--- START EXCERPTED DATA ---

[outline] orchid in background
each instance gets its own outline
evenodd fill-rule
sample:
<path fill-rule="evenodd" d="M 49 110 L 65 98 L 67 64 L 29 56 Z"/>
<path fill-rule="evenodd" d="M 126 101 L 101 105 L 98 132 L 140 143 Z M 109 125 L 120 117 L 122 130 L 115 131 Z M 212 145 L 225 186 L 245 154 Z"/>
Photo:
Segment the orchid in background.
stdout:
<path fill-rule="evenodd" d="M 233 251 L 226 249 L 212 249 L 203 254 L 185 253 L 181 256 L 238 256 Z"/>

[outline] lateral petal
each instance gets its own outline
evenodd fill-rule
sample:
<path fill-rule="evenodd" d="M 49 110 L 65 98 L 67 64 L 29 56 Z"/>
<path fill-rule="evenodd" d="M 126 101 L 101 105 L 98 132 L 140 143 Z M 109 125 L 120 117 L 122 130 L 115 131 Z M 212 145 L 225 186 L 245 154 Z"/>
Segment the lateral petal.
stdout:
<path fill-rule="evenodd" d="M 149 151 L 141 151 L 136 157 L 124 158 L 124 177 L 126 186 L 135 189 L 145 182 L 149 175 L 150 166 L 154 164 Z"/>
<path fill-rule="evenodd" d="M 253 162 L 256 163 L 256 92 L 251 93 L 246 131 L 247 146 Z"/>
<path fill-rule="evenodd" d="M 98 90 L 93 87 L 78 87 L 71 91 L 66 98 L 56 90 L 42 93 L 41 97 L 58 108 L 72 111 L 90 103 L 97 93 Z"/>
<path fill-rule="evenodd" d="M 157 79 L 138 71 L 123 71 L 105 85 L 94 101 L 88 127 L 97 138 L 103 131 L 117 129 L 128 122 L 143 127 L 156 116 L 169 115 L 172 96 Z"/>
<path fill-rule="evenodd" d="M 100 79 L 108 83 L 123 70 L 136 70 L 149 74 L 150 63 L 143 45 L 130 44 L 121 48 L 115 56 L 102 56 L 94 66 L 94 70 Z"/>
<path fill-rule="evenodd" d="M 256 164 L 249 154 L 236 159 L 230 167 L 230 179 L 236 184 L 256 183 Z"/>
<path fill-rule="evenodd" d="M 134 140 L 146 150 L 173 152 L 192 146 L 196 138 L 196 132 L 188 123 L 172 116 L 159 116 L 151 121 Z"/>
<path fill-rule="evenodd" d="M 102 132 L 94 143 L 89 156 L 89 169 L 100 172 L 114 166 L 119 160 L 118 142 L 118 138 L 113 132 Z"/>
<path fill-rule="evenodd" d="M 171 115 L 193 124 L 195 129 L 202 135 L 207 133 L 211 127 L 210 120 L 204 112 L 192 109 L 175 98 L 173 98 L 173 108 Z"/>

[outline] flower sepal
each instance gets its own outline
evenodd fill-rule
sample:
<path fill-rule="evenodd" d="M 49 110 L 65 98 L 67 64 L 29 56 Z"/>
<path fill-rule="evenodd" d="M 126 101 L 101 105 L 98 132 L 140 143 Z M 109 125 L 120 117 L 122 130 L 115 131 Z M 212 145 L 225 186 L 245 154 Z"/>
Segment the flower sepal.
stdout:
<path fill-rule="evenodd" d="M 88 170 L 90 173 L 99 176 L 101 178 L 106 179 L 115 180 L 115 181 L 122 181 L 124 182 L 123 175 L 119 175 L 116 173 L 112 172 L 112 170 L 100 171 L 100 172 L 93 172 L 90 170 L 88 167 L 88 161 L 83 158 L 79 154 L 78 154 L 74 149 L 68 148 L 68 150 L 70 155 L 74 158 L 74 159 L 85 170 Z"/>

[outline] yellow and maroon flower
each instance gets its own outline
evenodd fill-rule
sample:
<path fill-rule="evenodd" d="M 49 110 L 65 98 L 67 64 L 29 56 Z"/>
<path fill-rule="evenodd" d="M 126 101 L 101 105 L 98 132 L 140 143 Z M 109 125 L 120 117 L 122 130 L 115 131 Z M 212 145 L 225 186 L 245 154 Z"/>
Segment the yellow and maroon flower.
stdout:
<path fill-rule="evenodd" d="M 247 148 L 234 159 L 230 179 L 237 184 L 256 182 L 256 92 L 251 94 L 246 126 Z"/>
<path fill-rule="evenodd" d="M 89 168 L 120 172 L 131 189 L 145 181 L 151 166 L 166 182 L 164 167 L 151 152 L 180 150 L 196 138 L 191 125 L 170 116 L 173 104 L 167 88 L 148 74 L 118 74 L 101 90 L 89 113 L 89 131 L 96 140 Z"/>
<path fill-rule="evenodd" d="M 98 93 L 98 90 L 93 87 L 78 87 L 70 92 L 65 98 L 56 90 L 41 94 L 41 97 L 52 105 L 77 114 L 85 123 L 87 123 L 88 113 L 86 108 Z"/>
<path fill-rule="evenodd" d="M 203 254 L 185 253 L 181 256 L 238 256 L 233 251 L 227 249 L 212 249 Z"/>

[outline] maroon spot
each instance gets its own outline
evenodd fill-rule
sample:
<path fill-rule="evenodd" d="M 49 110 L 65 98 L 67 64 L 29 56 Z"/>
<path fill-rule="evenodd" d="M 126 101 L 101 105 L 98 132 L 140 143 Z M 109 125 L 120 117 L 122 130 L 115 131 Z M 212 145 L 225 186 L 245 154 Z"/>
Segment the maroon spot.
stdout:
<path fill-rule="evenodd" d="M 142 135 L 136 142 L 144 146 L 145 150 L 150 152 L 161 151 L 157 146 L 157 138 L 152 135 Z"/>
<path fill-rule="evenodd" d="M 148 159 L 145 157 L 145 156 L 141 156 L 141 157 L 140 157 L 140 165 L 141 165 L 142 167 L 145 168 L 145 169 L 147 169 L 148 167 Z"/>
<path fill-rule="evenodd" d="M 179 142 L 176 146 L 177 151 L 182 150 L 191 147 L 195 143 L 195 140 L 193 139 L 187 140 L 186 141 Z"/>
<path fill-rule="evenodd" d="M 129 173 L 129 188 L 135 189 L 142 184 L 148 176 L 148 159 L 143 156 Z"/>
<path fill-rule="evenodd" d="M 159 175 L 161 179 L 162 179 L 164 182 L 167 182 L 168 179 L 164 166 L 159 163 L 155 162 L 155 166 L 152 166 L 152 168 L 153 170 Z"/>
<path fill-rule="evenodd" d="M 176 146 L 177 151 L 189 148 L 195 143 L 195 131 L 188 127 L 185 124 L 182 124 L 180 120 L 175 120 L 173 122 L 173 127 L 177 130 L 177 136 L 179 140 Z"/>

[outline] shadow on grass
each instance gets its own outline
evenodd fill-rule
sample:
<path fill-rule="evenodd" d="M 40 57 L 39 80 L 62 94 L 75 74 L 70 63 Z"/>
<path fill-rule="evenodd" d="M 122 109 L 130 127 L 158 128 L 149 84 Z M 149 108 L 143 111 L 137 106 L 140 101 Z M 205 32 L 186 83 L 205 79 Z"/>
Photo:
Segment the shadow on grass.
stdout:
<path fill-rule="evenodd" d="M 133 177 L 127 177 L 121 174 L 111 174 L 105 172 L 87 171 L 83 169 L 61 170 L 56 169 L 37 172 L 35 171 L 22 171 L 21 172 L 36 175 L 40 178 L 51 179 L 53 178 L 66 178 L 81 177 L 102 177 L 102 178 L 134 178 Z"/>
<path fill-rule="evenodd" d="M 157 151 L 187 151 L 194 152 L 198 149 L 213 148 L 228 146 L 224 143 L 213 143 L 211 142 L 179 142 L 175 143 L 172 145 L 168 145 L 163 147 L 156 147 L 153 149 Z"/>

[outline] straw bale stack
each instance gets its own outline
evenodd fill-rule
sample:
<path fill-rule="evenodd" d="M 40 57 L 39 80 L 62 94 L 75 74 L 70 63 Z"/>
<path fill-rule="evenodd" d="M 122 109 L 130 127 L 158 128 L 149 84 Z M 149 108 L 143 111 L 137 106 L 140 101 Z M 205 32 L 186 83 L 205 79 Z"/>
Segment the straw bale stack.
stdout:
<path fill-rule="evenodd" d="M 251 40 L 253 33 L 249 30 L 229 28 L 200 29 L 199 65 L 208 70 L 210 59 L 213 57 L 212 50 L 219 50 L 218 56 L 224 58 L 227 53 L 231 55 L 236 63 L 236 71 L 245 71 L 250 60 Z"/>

--- END EXCERPTED DATA ---

→ YOUR GOAL: Copy the records from the start through the line containing "233 251 L 226", both ends included. Keep the requests and their sample paths unchanged, and multiply every outline coordinate in the answers by 0.65, rounding to whole numbers with halves rounded up.

→ EXPECTED OUTPUT:
[outline] orchid in background
each instance gets its own outline
evenodd fill-rule
sample:
<path fill-rule="evenodd" d="M 49 110 L 65 98 L 67 64 L 29 56 Z"/>
<path fill-rule="evenodd" d="M 126 101 L 101 105 L 98 132 L 140 143 Z M 109 125 L 120 117 L 122 130 L 115 131 Z M 212 145 L 225 186 L 245 154 Z"/>
Photo:
Segment the orchid in background.
stdout:
<path fill-rule="evenodd" d="M 151 163 L 147 162 L 138 162 L 132 165 L 120 164 L 118 166 L 155 166 Z"/>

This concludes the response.